--- Text passage Enclosed Below ---

04 August 2025

Account-to-Account Payments in Airline Travel: Strategic but Slow—and Not the Silver Bullet

 

New Rails in payments? Yup - read on.

Financial fulfillment is always tricky. Fraud rates are rising and the emergence of (forgive me for mentioning it) crypto as acceptable forms, is causing and enabling new rails to emerge. So let's consider the use of A2A or really direct settlement. Not something that was previously reliable let alone legal. 

1. The Promise of A2A in Travel Payments

Account-to-Account (A2A) payments are being hailed as the next big leap in the evolution of digital commerce. Leveraging open banking infrastructure and real-time payment (RTP) rails, they offer three major promises:

  • Lower payment processing costs (by bypassing card networks)
  • Near-instant settlement and liquidity
  • Irrevocability, reducing chargeback risk

In industries like retail and utilities, that value is already being realized. In airline travel? Not so fast.

2. IATA Pay: The Misunderstood “Innovation”

IATA Pay is frequently cited as the aviation industry’s in-house response to payment modernization. But let’s call it what it is: an overengineered, underutilized solution.

Promised Benefits:

  • Eliminates card scheme fees
  • Provides real-time settlement
  • Integrated with BSP and IATA systems

Real-World Challenges:

  • Geographically limited: Active only in a handful of markets (e.g. UK, Germany, India)

--- End of Enclosed Text passage ---
--- Source information Enclosed Below ---

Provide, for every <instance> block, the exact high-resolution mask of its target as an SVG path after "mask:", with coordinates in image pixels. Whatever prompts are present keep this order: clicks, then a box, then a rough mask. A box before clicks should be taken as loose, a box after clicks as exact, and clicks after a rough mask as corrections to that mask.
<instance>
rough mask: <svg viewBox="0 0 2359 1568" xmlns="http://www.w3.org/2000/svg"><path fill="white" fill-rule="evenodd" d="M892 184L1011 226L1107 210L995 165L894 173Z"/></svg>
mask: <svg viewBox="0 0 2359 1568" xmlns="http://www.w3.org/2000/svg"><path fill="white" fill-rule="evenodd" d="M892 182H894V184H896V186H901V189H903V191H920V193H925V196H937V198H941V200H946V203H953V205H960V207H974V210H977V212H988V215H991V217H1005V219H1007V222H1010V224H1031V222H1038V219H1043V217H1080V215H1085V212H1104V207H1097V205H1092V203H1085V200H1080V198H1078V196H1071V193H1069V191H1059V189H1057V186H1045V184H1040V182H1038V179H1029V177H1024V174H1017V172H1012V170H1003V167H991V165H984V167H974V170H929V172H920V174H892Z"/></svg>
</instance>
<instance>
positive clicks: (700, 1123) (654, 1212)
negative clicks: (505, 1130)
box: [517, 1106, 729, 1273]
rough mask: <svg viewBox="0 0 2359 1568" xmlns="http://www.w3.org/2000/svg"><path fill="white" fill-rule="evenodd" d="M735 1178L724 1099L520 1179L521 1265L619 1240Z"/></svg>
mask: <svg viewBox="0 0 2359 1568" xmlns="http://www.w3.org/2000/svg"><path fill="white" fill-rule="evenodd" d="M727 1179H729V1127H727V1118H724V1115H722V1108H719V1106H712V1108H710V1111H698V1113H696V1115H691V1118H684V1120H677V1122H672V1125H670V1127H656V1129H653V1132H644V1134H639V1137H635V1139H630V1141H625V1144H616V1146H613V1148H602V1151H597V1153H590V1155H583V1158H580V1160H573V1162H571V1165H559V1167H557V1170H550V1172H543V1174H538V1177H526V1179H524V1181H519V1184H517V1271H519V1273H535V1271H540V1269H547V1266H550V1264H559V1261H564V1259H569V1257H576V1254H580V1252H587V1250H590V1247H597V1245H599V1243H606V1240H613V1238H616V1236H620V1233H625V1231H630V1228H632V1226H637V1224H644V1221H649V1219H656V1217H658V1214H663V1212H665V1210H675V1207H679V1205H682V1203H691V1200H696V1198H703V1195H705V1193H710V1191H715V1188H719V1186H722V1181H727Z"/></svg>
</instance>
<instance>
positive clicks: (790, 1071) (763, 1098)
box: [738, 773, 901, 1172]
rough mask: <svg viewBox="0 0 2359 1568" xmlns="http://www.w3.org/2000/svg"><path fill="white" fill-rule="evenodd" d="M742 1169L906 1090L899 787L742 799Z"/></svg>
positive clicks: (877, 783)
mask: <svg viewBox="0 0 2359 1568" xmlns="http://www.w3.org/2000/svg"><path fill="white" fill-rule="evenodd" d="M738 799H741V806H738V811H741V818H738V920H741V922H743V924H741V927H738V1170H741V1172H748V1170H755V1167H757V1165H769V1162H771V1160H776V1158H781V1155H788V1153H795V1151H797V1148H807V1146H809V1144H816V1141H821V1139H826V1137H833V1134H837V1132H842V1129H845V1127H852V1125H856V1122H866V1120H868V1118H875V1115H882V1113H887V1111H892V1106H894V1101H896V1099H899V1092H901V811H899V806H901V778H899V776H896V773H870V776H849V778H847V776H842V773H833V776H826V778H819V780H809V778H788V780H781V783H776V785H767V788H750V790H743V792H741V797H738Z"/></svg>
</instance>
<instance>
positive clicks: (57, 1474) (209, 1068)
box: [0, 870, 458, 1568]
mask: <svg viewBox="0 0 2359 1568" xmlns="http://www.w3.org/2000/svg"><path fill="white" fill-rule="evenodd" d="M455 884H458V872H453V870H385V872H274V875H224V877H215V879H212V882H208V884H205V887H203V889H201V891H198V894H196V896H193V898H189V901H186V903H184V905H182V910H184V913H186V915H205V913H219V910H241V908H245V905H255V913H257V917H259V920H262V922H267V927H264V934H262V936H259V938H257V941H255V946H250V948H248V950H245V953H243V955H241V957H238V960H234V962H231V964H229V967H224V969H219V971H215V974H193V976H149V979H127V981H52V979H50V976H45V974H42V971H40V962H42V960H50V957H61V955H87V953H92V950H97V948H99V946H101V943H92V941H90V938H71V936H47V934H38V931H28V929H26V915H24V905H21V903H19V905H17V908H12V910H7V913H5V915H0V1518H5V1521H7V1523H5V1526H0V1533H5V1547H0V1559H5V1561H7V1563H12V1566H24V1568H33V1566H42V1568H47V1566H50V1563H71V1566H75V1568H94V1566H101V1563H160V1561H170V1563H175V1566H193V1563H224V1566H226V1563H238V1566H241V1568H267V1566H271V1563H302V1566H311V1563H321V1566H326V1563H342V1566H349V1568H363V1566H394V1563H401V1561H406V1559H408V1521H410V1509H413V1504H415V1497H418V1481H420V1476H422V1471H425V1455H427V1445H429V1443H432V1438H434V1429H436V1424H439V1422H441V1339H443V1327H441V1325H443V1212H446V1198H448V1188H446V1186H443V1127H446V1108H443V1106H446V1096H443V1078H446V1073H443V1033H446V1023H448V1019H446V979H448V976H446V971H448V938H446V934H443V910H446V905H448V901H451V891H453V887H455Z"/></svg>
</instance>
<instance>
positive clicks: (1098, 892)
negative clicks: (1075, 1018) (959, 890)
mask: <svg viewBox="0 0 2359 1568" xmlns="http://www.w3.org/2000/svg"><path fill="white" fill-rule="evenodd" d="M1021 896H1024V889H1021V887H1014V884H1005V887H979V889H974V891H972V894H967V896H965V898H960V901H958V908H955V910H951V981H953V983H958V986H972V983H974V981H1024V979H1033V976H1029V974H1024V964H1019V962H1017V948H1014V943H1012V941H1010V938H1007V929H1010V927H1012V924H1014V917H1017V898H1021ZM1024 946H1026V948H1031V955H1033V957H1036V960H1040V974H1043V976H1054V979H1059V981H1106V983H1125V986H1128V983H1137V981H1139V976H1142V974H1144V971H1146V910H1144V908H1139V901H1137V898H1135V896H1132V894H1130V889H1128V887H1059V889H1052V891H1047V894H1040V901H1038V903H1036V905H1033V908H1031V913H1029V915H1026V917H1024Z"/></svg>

--- End of Enclosed Source information ---

Questions on the material:
1. Answer these questions from the airline payments article, each on its own line.
(a) Which industries does the article say are already realizing the value of A2A payments?
(b) Which markets does the article give as examples where IATA Pay is active?
(c) What IATA systems is IATA Pay said to be integrated with?
2. Rewrite the airline payments article from "New Rails in" to "Not so fast.", switching "retail" for "hospitality".

Answers in order:
1.
(a) Retail and utilities
(b) The UK, Germany and India
(c) BSP and IATA systems

2.
New Rails in payments? Yup - read on.

Financial fulfillment is always tricky. Fraud rates are rising and the emergence of (forgive me for mentioning it) crypto as acceptable forms, is causing and enabling new rails to emerge. So let's consider the use of A2A or really direct settlement. Not something that was previously reliable let alone legal. 

1. The Promise of A2A in Travel Payments

Account-to-Account (A2A) payments are being hailed as the next big leap in the evolution of digital commerce. Leveraging open banking infrastructure and real-time payment (RTP) rails, they offer three major promises:

  • Lower payment processing costs (by bypassing card networks)
  • Near-instant settlement and liquidity
  • Irrevocability, reducing chargeback risk

In industries like hospitality and utilities, that value is already being realized. In airline travel? Not so fast.